STATED GOAL: Find every line in the entries below that contains the word "stone" and copy each such line in full. Case counts.

DATA SHOWN:

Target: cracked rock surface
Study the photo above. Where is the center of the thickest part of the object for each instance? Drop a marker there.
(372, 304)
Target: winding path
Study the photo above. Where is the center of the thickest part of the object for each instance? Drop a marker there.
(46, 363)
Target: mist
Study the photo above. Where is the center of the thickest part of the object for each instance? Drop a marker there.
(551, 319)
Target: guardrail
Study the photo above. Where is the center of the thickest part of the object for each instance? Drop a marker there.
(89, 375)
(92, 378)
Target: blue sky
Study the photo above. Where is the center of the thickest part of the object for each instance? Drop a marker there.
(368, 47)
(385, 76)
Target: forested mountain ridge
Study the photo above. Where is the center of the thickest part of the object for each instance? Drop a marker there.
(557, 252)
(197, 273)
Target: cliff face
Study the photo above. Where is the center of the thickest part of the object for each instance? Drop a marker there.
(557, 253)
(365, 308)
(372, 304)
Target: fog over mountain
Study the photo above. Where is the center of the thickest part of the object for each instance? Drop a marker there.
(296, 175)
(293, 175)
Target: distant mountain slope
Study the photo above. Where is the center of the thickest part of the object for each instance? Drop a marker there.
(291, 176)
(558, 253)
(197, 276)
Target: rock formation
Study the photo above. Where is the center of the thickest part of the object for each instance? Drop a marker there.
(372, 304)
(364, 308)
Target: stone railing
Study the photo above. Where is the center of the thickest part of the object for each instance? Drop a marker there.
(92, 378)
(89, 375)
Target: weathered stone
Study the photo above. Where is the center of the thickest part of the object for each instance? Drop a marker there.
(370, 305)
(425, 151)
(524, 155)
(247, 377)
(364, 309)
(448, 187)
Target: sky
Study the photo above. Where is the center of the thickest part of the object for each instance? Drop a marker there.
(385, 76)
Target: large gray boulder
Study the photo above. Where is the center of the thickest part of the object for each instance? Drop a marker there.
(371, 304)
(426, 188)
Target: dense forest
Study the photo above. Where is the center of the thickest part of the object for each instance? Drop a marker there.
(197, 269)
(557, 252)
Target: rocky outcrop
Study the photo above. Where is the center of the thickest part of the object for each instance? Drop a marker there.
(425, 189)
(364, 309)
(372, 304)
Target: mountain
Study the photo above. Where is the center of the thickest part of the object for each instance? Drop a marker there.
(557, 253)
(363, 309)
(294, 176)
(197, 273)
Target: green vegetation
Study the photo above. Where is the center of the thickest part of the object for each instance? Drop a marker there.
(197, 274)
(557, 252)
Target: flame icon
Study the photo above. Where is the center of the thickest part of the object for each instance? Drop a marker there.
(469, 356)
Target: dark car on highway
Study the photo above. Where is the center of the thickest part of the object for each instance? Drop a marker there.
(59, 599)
* * *
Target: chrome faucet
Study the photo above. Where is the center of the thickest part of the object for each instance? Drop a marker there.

WRITTEN ANSWER:
Target: stone railing
Target: weathered stone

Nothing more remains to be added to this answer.